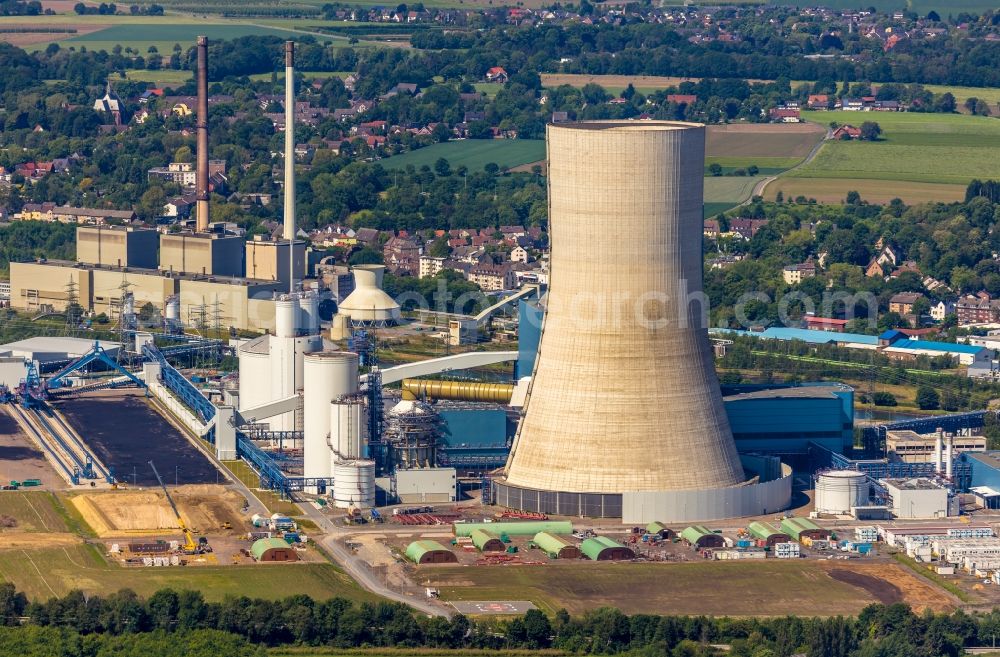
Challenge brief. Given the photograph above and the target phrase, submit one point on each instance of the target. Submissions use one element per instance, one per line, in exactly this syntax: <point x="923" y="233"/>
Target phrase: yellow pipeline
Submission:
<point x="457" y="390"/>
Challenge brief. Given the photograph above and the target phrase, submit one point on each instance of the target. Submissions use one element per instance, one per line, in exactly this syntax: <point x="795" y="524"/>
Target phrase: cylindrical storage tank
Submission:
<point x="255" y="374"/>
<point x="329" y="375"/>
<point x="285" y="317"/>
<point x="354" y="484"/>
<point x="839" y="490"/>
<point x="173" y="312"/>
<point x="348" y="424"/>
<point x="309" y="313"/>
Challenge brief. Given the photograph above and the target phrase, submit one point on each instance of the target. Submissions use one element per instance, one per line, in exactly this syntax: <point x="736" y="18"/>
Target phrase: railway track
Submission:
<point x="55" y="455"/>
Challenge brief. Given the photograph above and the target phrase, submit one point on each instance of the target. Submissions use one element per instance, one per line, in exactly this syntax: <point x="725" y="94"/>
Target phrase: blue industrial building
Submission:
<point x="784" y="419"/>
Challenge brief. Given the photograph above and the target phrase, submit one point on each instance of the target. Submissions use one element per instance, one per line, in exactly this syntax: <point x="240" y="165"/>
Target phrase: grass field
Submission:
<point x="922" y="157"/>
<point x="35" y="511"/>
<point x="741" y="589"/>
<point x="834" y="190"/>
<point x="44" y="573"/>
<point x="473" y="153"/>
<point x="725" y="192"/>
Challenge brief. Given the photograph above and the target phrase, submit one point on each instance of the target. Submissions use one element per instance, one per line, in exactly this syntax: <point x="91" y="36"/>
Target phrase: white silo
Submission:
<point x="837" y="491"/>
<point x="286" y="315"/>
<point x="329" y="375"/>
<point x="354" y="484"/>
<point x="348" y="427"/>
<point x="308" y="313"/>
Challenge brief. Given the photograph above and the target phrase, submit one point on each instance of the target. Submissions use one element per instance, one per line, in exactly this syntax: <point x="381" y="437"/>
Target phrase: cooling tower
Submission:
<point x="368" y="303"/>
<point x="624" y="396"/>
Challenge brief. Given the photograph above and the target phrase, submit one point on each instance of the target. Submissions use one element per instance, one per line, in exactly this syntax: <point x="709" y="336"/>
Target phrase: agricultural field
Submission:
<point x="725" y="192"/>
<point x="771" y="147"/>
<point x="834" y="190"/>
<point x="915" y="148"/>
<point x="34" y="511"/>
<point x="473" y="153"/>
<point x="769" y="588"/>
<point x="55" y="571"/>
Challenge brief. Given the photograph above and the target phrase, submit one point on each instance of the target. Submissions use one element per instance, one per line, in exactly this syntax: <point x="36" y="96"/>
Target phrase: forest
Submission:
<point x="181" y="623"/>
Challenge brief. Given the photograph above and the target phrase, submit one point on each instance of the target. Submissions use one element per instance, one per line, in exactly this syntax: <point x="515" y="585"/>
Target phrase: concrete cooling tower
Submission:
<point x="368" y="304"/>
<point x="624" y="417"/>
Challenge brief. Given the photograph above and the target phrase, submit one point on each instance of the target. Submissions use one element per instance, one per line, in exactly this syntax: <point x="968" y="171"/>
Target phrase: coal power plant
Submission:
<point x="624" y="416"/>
_____
Objective: Retype the whole listing, keeping every line identical and omitting all pictures.

Exercise response:
Challenge brief. Given the photograph above and the target phrase, submit one point on each instance of the target. Submissions use one element per instance, one per line, in exactly this syntax: <point x="923" y="233"/>
Target phrase: yellow pipeline
Submission:
<point x="457" y="390"/>
Challenge brief. Given the photograph above and the target phrase, submit one point on each instance of the target. Submissions use one element per instance, one per line, in exactly this syntax: <point x="795" y="524"/>
Target phrase: cylindrical storage tank
Submission:
<point x="255" y="374"/>
<point x="329" y="375"/>
<point x="285" y="317"/>
<point x="354" y="484"/>
<point x="839" y="490"/>
<point x="173" y="312"/>
<point x="348" y="424"/>
<point x="309" y="313"/>
Challenge brief. Given the photograph above and the target phrase, submit one point on each instance of the target. Submissions use one element per instance, one per line, in exactly this syntax: <point x="736" y="18"/>
Target phrase: railway track
Submission:
<point x="55" y="455"/>
Challenge brief. Given the photograph above and the target phrase, submit one point on each instance of the target. Submissions use one element per instance, one per line, in exactly this syntax: <point x="725" y="94"/>
Target phrase: blue industrial building
Submission:
<point x="784" y="419"/>
Challenge brief. Given the photograph above and the target phrase, submit one point on each instance of the target. Submissions use one element per instance, one per line, in exactly this syntax: <point x="240" y="165"/>
Target phrase: grass field
Submission:
<point x="922" y="157"/>
<point x="35" y="511"/>
<point x="741" y="589"/>
<point x="834" y="190"/>
<point x="44" y="573"/>
<point x="473" y="153"/>
<point x="725" y="192"/>
Challenge brief. Given the photograph above and the target phrase, submit one point on each instance of the target. Submissions use one element per instance, one per line, in exactly this syntax: <point x="91" y="36"/>
Target phrase: white silo
Submission:
<point x="837" y="491"/>
<point x="286" y="315"/>
<point x="329" y="375"/>
<point x="354" y="484"/>
<point x="348" y="427"/>
<point x="308" y="313"/>
Challenge brief. Given the photograph above and the target phrase, submit one point on each instance of the target. Submissions use one element per instance, one per line, in exactly this syntax: <point x="381" y="437"/>
Target phrase: cooling tower
Submission:
<point x="368" y="303"/>
<point x="624" y="396"/>
Challenge brief. Given the photograph above and the target phrase, submit one point on each instance of the target. Submissions use one element per instance, one per line, in exactly this syntax: <point x="709" y="336"/>
Target phrase: agricultural field
Submission:
<point x="725" y="192"/>
<point x="771" y="147"/>
<point x="834" y="190"/>
<point x="915" y="148"/>
<point x="34" y="511"/>
<point x="473" y="153"/>
<point x="769" y="588"/>
<point x="55" y="571"/>
Challenge brief. Given the photograph above and the target phrase, submit one point on each instance of the target. Submissions use one element per instance, one per line, in exactly this syntax: <point x="36" y="96"/>
Target phrase: forest
Submission:
<point x="181" y="623"/>
Challenge brief. Given the photograph above and the target phrase, submit one point on each instance of the target. Submissions use one element per instance, one per line, in exactly this syntax: <point x="515" y="585"/>
Target phrase: concrete cooling tower
Submission:
<point x="368" y="304"/>
<point x="624" y="417"/>
Challenge brief. Given the photograph above and the target phrase, submit one point on each instance of the target. Submissions use one element per instance, one per line, in exactly this syntax: <point x="968" y="171"/>
Target phrase: coal power plant
Submission:
<point x="624" y="416"/>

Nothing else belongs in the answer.